### Records contained in a dataset:
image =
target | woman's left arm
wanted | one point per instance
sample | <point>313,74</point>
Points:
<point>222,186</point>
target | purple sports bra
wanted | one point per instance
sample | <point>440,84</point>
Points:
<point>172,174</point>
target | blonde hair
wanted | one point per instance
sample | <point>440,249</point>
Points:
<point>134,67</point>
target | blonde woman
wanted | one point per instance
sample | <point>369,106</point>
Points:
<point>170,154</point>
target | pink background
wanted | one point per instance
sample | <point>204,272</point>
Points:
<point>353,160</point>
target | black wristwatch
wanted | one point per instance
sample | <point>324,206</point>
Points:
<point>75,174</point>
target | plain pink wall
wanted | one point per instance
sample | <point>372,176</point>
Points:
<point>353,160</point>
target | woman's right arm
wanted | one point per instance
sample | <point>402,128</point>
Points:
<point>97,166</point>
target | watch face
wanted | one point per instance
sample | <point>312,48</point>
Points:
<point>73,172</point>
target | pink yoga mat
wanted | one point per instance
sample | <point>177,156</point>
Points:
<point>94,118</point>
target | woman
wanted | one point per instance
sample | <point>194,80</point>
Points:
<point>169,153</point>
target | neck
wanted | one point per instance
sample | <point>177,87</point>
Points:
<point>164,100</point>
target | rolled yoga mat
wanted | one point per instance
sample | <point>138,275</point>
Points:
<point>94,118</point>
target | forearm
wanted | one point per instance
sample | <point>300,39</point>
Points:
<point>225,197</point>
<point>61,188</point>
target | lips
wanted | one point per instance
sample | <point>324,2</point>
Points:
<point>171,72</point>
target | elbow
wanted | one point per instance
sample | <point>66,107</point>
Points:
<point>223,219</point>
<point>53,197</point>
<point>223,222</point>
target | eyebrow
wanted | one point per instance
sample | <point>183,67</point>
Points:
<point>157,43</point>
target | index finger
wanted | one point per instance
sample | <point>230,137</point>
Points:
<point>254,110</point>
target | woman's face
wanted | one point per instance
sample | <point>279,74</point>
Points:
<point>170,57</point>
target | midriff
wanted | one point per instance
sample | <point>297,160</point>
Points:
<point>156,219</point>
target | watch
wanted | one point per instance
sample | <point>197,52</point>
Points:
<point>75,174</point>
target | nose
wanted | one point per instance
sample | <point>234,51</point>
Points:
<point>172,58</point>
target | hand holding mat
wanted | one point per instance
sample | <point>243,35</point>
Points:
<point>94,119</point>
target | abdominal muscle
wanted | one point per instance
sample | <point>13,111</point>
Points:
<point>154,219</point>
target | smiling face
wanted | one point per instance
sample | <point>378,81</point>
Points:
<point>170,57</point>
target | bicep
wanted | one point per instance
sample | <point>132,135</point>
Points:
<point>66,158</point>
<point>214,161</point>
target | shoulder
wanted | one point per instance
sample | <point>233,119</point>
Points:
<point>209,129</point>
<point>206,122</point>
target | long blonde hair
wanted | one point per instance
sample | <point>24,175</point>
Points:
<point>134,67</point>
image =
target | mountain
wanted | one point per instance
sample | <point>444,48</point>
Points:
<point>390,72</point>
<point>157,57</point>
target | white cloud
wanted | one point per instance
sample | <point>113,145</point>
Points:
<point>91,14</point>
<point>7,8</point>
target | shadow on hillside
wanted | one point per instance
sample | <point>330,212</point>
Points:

### Goal of the exercise:
Filter on the word "yoga": copy each matching line from the entries above.

### Expected answer:
target | pink yoga mat
target | rolled yoga mat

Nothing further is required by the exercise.